Exercise requirements
Print the records exactly as given.

Stored entries:
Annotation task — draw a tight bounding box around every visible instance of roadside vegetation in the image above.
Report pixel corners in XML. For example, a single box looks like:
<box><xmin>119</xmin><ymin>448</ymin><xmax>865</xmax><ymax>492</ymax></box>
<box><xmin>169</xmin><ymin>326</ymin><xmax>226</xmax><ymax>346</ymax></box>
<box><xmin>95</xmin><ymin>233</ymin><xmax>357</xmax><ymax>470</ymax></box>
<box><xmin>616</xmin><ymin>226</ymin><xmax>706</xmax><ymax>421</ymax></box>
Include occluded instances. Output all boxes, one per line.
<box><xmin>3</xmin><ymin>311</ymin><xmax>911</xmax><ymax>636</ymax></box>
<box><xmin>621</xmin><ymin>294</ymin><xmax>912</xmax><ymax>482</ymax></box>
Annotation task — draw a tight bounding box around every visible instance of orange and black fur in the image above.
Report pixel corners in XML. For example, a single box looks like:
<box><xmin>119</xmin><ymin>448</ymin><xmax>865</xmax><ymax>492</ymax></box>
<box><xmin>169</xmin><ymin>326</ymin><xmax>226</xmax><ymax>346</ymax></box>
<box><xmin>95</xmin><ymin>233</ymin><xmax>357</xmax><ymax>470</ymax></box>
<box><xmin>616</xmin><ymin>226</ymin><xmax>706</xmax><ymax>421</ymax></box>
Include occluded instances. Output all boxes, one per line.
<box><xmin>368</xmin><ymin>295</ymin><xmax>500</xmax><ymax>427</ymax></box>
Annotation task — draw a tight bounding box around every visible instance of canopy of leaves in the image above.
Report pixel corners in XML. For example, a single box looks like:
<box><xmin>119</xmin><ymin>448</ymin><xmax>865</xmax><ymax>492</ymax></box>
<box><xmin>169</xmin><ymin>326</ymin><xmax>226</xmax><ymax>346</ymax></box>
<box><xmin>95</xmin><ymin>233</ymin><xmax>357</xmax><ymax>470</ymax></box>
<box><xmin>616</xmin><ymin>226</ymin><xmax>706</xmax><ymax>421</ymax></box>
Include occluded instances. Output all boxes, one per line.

Response to the exercise
Annotation task — draw a tight bounding box around every visible instance of roadside vegetation in the image above.
Report pixel corners in XML. For example, a single box looks like:
<box><xmin>119</xmin><ymin>448</ymin><xmax>865</xmax><ymax>492</ymax></box>
<box><xmin>169</xmin><ymin>326</ymin><xmax>226</xmax><ymax>346</ymax></box>
<box><xmin>95</xmin><ymin>233</ymin><xmax>357</xmax><ymax>470</ymax></box>
<box><xmin>616</xmin><ymin>226</ymin><xmax>706</xmax><ymax>421</ymax></box>
Include occluded instances. Output all boxes, one per line.
<box><xmin>3</xmin><ymin>311</ymin><xmax>911</xmax><ymax>636</ymax></box>
<box><xmin>621</xmin><ymin>294</ymin><xmax>912</xmax><ymax>482</ymax></box>
Annotation task — draw a tight bounding box around every visible instance of orange and black fur in the image above.
Report pixel corners in XML. For example, a single box looks like:
<box><xmin>119</xmin><ymin>448</ymin><xmax>865</xmax><ymax>492</ymax></box>
<box><xmin>169</xmin><ymin>326</ymin><xmax>226</xmax><ymax>346</ymax></box>
<box><xmin>95</xmin><ymin>233</ymin><xmax>357</xmax><ymax>470</ymax></box>
<box><xmin>616</xmin><ymin>226</ymin><xmax>706</xmax><ymax>421</ymax></box>
Include occluded instances. Output all boxes, one per line.
<box><xmin>368</xmin><ymin>295</ymin><xmax>500</xmax><ymax>427</ymax></box>
Annotation task — draw a tight bounding box around every visible instance of canopy of leaves in the image above.
Report pixel corners in XML. For example, a single box looks like:
<box><xmin>119</xmin><ymin>448</ymin><xmax>865</xmax><ymax>492</ymax></box>
<box><xmin>169</xmin><ymin>326</ymin><xmax>226</xmax><ymax>346</ymax></box>
<box><xmin>95</xmin><ymin>233</ymin><xmax>357</xmax><ymax>470</ymax></box>
<box><xmin>616</xmin><ymin>226</ymin><xmax>706</xmax><ymax>421</ymax></box>
Include occluded instances. Output all boxes, one per line.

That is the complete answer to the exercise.